• Task to carry out
The entries below contain a stretch that opens with the line containing "# test: pointer returns one pin per instance of the shoreline" and closes with the line containing "rocky mountain peak"; set down that stretch exactly, both ends included, and nothing else.

• Supplied material
Start of Block

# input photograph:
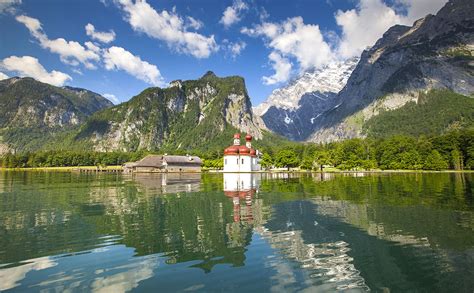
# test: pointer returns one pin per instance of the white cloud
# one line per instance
(233, 14)
(117, 58)
(282, 68)
(8, 5)
(112, 98)
(420, 8)
(364, 25)
(30, 66)
(168, 27)
(234, 49)
(193, 23)
(293, 39)
(70, 52)
(104, 37)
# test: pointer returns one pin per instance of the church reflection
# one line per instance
(242, 189)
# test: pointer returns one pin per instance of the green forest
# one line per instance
(453, 150)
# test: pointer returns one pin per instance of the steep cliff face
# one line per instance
(435, 53)
(188, 114)
(30, 111)
(25, 102)
(290, 111)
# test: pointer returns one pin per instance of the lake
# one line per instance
(236, 232)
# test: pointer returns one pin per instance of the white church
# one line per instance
(243, 158)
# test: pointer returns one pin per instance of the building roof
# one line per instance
(150, 161)
(182, 160)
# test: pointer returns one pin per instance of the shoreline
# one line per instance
(118, 169)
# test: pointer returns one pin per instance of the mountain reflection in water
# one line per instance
(236, 232)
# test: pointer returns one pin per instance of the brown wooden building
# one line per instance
(164, 163)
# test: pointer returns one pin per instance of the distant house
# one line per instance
(163, 164)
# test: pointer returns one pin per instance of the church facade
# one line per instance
(241, 158)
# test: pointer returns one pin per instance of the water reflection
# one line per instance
(237, 232)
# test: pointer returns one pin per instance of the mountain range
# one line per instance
(415, 80)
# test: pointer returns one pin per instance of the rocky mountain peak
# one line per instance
(435, 53)
(290, 111)
(209, 74)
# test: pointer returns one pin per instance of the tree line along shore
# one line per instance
(450, 151)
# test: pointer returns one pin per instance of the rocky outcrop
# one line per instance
(25, 102)
(31, 112)
(186, 115)
(435, 53)
(290, 111)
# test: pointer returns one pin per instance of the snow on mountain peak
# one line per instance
(331, 78)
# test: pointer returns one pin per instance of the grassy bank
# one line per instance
(65, 169)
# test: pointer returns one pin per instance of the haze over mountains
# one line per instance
(410, 76)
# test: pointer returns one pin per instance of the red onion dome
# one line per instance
(243, 150)
(232, 150)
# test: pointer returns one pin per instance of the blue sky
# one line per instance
(121, 47)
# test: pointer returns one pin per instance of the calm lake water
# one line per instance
(245, 233)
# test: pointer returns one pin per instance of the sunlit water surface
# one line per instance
(242, 233)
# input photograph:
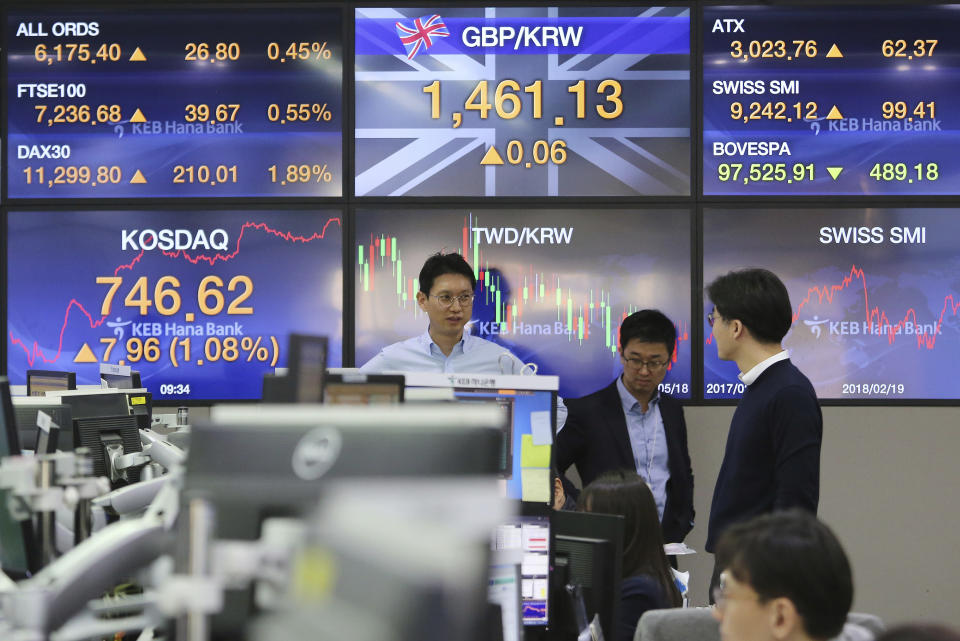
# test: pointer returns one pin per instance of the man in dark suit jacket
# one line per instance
(630, 424)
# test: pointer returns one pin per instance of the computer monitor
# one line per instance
(121, 381)
(93, 403)
(363, 389)
(26, 410)
(102, 419)
(19, 554)
(40, 381)
(527, 444)
(588, 552)
(100, 434)
(307, 364)
(256, 462)
(528, 534)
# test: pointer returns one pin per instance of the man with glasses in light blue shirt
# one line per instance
(447, 285)
(631, 425)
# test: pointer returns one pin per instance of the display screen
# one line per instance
(527, 443)
(201, 303)
(529, 535)
(514, 101)
(875, 295)
(830, 100)
(553, 285)
(214, 102)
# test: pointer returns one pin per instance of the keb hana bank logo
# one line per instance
(419, 35)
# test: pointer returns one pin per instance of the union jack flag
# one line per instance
(422, 32)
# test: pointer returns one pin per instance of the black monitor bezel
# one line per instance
(12, 436)
(71, 378)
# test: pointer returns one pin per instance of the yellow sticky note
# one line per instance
(535, 484)
(533, 455)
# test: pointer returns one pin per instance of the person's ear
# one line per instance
(784, 619)
(737, 328)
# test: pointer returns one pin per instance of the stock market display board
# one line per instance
(512, 101)
(174, 103)
(830, 100)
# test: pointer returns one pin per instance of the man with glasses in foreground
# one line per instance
(772, 457)
(446, 290)
(785, 578)
(631, 425)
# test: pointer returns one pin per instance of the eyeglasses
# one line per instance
(446, 300)
(719, 597)
(652, 366)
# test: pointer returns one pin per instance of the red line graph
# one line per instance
(34, 352)
(874, 316)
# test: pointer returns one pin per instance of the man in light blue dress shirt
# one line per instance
(630, 424)
(447, 284)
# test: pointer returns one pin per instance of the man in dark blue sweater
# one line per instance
(772, 458)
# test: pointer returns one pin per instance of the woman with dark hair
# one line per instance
(648, 582)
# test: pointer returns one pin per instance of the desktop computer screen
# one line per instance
(363, 389)
(526, 451)
(18, 553)
(121, 381)
(588, 553)
(530, 536)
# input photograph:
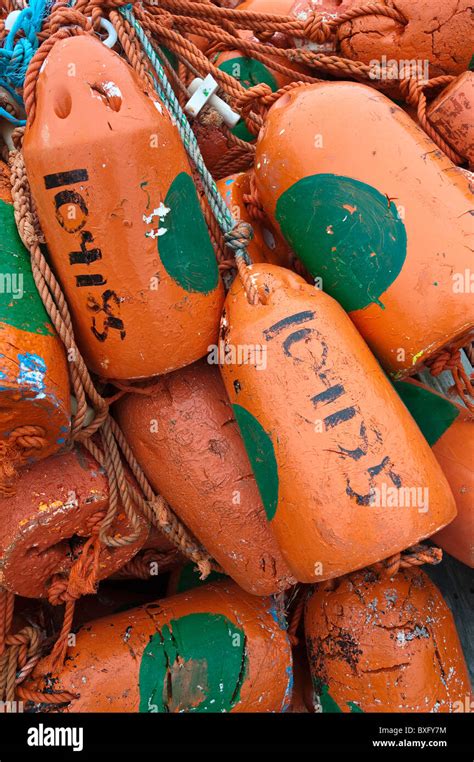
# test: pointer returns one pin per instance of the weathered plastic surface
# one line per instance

End of Block

• Problem solution
# test: pointer returns one pin per instance of the shoreline
# one line per instance
(118, 169)
# test: pointer returns one pin per instance of the mountain reflection in water
# one line per instance
(236, 232)
# test: pointer returns one pin per instance of the brown wooden building
# one line per instance
(164, 163)
# test: pointer returns one pin per instance of the distant house
# one line per instance
(163, 164)
# test: pointer returns one pin per instance of the church facade
# one line per instance
(241, 158)
# test: pointer returns one pin per instance of the water reflection
# one line per instance
(237, 232)
# test: pointer returns one pin per instance of the mountain range
# one line per instance
(415, 80)
# test: pointer returns one pin per instance of the rocky mountain peak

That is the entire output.